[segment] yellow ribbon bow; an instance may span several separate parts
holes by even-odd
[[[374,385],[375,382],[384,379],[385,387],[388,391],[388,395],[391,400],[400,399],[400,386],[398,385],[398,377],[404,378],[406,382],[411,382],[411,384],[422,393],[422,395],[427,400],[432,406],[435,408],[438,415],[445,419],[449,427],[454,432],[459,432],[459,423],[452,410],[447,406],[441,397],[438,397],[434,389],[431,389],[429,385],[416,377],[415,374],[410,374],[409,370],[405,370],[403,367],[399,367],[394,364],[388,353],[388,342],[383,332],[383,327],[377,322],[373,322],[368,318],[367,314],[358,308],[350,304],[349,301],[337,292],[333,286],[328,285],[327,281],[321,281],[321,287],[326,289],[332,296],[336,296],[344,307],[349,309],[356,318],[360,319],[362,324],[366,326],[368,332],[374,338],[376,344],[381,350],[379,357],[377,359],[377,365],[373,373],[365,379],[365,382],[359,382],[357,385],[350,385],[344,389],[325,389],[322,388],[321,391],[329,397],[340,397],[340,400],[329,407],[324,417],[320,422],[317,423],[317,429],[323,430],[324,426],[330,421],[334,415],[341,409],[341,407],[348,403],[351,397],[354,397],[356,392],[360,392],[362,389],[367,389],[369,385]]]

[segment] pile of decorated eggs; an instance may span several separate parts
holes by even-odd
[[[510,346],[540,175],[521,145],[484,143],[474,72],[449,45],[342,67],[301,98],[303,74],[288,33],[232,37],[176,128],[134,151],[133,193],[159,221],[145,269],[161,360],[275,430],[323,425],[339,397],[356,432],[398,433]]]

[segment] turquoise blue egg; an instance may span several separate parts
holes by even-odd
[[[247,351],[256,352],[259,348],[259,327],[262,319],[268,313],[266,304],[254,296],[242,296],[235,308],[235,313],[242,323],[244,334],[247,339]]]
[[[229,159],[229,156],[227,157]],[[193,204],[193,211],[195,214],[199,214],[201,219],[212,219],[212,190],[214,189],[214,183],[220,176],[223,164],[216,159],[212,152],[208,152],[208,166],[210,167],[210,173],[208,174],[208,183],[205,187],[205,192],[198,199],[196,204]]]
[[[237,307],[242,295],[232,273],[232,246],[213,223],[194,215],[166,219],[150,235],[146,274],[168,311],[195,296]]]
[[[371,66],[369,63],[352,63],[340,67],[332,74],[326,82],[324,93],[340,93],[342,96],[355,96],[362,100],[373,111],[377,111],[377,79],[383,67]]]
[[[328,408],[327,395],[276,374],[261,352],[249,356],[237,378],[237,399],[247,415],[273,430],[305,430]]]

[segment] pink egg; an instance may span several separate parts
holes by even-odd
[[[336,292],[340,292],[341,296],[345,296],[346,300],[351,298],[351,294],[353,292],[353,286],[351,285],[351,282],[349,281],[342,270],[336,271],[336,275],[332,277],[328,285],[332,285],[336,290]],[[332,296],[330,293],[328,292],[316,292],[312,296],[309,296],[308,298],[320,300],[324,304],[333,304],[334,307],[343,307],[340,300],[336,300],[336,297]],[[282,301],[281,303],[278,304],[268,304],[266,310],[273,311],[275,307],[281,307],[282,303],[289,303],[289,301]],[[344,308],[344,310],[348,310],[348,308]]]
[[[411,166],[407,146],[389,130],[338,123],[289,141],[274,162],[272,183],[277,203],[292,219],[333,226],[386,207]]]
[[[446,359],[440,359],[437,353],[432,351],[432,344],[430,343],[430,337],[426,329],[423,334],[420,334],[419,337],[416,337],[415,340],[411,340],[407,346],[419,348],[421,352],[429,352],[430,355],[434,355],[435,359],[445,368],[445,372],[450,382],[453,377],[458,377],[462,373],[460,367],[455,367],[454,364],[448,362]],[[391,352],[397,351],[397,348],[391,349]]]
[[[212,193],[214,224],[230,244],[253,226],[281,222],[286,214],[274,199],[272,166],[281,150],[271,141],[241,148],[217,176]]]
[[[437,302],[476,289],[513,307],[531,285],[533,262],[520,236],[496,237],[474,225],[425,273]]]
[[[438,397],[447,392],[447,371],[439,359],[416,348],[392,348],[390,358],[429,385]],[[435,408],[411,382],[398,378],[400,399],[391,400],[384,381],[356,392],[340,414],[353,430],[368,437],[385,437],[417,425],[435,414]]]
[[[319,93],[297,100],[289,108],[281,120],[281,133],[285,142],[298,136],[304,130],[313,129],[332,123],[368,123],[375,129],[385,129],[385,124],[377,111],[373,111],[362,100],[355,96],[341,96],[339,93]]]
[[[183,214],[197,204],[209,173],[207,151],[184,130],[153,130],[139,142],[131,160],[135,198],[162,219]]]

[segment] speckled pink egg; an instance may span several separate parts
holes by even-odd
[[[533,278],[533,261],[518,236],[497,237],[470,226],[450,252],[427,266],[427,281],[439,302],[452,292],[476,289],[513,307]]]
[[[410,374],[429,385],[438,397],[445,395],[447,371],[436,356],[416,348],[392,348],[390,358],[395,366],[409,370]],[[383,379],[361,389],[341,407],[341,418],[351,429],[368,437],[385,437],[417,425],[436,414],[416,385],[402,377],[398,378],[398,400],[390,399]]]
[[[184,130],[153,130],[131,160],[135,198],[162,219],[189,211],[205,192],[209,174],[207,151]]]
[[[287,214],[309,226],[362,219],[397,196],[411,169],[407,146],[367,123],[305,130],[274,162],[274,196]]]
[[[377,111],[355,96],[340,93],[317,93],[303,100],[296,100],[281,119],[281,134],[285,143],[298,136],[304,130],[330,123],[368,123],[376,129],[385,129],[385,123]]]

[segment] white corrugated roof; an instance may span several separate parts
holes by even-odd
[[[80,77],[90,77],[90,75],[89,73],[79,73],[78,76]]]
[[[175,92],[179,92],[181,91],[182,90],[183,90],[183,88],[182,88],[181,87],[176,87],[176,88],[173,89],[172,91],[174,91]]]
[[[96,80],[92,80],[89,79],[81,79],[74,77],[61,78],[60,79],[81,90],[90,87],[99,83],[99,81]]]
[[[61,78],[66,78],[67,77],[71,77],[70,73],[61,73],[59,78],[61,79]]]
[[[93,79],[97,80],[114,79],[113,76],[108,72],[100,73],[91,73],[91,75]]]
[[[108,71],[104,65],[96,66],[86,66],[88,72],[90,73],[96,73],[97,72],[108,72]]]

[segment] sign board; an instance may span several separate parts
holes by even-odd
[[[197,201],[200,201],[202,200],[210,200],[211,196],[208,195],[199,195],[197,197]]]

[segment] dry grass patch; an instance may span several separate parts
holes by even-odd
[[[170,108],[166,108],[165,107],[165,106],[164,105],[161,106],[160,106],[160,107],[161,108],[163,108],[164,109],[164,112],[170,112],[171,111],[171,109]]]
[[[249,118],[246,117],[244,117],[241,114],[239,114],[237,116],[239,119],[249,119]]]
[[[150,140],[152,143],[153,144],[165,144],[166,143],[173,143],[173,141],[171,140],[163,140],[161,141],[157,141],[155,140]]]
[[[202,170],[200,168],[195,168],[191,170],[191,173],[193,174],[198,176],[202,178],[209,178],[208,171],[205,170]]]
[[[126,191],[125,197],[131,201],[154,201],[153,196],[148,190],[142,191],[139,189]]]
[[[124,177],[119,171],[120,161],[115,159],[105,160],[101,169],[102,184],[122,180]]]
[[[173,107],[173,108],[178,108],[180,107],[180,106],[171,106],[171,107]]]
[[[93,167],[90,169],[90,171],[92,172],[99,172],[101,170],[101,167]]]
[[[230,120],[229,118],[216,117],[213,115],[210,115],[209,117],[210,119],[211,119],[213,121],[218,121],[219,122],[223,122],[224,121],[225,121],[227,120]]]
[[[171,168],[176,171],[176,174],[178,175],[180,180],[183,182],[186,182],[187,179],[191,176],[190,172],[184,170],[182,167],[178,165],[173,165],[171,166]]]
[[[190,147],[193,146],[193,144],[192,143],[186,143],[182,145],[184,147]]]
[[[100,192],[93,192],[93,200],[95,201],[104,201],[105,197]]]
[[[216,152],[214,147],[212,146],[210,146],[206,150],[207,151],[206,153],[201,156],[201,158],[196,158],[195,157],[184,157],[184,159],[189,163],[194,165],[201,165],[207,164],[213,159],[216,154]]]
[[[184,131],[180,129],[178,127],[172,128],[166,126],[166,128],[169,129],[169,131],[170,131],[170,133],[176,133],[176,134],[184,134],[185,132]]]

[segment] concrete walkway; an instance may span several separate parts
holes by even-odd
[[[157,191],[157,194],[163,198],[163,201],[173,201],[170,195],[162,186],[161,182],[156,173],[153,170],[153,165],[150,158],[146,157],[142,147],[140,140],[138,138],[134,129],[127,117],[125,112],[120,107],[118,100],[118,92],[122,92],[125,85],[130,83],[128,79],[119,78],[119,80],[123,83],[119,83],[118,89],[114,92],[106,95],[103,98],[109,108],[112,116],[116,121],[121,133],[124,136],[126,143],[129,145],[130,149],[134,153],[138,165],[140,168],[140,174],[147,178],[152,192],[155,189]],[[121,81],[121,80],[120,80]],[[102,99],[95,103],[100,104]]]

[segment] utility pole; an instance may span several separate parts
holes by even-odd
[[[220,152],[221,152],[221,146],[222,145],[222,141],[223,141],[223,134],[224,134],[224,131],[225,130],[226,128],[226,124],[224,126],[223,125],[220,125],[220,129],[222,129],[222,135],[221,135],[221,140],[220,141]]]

--

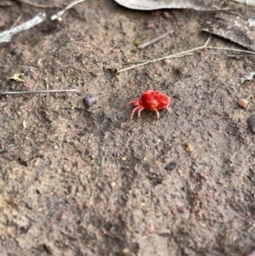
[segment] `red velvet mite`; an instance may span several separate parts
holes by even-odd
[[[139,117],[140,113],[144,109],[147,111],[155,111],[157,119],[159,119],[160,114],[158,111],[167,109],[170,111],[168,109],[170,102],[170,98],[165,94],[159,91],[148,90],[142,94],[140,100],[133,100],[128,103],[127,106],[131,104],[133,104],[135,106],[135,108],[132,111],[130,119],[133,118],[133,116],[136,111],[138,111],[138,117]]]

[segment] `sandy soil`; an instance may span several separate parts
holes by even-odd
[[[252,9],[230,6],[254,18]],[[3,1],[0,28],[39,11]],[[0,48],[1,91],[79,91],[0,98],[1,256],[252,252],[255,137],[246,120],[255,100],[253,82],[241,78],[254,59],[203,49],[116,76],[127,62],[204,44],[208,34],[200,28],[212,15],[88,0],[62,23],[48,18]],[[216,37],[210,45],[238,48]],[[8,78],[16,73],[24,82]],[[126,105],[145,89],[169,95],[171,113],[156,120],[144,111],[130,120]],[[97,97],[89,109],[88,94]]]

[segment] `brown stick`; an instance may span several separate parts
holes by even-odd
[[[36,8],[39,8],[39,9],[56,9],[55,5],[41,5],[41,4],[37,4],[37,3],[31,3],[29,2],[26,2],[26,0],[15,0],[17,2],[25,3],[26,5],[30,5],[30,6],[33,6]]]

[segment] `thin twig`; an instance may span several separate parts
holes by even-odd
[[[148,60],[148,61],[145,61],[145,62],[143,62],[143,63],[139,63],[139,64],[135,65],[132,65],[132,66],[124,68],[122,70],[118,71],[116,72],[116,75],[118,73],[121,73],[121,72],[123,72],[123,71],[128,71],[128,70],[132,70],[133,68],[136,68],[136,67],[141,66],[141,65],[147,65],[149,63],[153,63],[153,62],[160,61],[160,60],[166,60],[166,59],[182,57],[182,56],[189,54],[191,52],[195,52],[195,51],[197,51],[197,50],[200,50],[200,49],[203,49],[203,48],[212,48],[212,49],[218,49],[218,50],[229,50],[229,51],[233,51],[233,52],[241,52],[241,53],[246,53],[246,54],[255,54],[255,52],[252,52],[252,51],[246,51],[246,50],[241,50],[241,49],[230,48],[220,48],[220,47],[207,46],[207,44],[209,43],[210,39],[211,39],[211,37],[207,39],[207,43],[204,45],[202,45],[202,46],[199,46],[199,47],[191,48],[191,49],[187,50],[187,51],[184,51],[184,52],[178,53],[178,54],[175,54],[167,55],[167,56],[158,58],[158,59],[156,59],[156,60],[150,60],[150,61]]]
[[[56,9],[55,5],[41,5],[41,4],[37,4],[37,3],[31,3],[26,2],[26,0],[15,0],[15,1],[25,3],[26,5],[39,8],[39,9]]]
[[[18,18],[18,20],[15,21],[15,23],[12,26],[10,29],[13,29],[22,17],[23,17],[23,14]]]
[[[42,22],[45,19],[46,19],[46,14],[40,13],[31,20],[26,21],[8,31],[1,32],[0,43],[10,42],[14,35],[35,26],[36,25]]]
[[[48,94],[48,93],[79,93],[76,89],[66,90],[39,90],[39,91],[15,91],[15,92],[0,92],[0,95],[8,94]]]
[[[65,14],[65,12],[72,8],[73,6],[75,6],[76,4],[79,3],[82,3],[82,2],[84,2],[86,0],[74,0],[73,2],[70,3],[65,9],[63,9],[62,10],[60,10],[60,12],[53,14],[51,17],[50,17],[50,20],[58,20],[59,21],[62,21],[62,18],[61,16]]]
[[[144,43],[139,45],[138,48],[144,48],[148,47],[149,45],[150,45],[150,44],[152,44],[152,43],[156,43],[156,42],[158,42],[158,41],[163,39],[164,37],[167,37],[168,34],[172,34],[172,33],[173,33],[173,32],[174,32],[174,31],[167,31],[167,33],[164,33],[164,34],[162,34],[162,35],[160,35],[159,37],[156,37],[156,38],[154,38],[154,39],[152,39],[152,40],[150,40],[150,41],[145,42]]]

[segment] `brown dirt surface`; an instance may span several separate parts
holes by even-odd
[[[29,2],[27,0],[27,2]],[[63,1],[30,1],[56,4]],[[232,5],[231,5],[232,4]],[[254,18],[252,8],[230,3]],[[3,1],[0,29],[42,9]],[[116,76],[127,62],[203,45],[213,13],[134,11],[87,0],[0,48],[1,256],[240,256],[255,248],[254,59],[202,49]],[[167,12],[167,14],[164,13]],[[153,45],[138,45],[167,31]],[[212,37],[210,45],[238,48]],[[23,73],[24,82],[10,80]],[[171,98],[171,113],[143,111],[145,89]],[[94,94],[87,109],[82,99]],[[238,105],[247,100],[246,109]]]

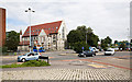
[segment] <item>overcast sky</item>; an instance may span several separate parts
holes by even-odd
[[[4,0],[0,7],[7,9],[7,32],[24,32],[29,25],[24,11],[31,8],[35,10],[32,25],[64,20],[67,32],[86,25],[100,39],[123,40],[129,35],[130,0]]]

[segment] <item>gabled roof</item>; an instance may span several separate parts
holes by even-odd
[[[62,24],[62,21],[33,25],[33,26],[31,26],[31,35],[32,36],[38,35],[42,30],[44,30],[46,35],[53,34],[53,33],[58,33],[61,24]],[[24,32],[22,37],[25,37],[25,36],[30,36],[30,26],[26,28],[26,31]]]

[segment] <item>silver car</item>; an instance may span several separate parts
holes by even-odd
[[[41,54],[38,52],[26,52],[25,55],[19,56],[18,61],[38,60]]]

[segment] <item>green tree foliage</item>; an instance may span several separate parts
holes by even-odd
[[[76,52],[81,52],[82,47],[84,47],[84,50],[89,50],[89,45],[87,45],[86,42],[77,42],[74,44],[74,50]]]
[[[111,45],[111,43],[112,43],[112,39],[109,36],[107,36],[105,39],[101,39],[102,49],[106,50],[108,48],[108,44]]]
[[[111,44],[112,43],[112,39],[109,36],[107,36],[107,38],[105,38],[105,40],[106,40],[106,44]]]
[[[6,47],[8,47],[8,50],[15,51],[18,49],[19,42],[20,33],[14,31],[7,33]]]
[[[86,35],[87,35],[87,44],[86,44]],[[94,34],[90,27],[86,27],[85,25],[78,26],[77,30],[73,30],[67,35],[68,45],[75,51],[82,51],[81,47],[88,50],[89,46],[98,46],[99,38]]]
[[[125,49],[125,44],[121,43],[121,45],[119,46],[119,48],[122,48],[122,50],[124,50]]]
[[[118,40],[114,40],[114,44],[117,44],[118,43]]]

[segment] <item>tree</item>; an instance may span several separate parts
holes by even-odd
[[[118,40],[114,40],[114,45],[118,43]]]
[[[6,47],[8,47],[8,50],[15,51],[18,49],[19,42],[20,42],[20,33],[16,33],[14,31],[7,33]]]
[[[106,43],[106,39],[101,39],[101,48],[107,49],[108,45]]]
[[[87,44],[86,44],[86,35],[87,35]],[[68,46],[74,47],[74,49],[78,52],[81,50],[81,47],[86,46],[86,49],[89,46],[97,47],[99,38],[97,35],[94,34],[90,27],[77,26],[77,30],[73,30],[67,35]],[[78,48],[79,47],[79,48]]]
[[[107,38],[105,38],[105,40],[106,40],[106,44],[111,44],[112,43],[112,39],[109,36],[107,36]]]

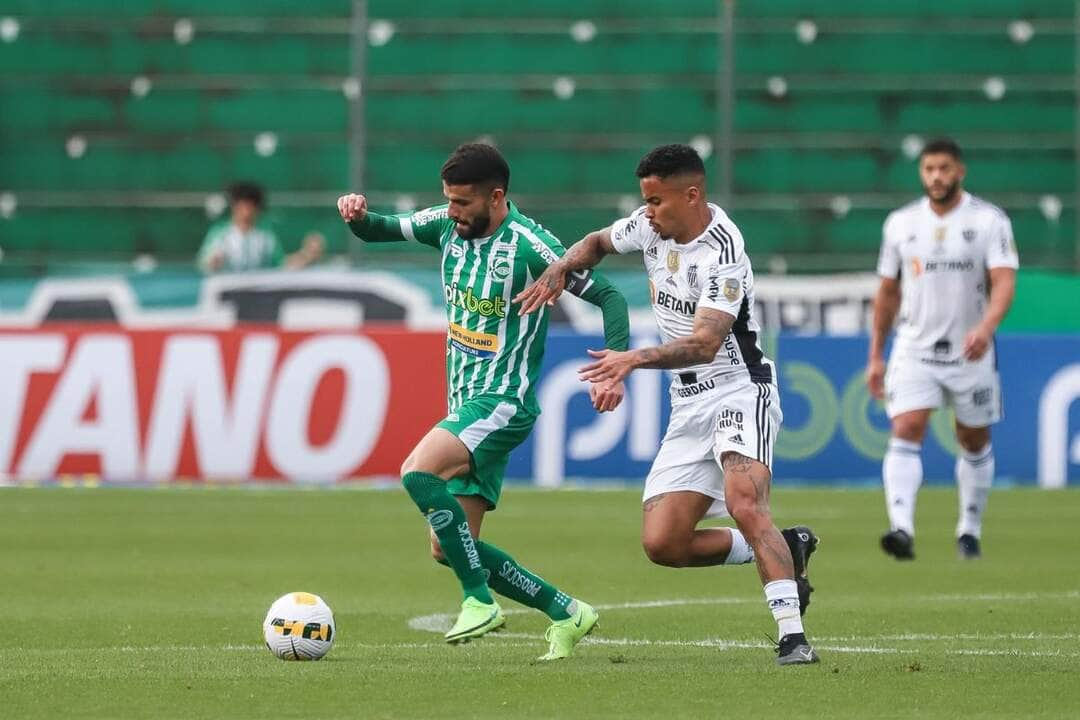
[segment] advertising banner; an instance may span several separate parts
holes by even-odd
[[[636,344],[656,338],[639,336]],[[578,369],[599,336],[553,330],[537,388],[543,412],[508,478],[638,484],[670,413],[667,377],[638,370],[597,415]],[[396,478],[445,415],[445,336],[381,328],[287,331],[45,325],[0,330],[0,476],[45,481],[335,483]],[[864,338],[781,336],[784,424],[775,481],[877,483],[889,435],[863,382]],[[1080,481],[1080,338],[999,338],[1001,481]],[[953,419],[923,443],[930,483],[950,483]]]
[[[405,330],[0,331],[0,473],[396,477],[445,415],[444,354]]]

--

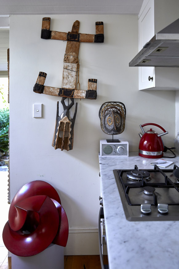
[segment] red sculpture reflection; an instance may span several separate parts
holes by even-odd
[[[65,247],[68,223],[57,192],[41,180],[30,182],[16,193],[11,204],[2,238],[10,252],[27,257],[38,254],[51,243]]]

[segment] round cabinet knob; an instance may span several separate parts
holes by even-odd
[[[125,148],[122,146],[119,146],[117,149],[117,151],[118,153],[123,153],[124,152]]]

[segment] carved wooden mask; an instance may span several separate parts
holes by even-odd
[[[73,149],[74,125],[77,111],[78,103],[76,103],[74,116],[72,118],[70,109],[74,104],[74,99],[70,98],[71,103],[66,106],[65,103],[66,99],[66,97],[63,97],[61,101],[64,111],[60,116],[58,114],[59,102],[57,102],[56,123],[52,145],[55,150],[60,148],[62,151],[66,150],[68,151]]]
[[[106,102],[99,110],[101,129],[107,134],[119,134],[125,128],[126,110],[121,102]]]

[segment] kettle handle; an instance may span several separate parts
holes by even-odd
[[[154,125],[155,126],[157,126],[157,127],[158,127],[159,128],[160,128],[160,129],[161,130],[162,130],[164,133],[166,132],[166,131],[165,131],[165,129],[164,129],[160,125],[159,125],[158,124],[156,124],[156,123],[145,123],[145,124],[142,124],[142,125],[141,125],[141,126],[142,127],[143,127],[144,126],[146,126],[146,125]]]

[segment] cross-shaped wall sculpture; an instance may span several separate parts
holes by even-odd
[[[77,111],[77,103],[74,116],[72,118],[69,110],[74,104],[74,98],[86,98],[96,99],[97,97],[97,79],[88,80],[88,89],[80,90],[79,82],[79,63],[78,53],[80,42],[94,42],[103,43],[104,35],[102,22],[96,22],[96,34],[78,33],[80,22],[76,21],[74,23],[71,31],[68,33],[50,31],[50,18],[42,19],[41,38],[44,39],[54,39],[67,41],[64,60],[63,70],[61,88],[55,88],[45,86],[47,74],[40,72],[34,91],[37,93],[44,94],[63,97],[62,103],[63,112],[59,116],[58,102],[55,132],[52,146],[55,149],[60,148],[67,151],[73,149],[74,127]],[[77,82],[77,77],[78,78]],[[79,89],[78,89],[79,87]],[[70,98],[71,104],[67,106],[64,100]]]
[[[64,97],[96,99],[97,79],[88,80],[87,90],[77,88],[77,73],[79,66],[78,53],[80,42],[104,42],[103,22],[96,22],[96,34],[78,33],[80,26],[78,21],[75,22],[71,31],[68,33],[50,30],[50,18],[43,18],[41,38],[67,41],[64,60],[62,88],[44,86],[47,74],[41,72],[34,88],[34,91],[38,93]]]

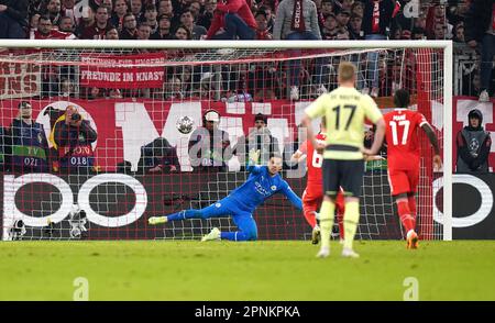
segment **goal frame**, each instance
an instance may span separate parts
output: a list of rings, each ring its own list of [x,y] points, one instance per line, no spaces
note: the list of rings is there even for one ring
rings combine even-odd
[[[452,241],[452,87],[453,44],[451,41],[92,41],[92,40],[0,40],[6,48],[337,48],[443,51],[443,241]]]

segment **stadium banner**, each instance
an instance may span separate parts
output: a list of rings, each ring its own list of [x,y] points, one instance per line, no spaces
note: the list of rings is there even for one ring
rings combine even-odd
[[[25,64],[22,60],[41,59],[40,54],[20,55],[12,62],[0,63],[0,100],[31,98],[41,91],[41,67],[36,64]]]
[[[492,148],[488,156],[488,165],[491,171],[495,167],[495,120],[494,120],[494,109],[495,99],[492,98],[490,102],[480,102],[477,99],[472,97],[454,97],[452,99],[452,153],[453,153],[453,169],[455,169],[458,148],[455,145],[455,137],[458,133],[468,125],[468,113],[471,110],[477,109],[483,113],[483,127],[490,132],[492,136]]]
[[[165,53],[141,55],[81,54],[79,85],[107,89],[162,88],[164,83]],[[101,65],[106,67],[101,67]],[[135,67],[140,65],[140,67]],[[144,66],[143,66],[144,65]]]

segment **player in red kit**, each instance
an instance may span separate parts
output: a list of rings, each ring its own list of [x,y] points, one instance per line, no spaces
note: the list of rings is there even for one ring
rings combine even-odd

--

> DIRECTIONS
Count the lines in the records that contain the word "roof" and reply with that number alone.

> CORRECT ANSWER
2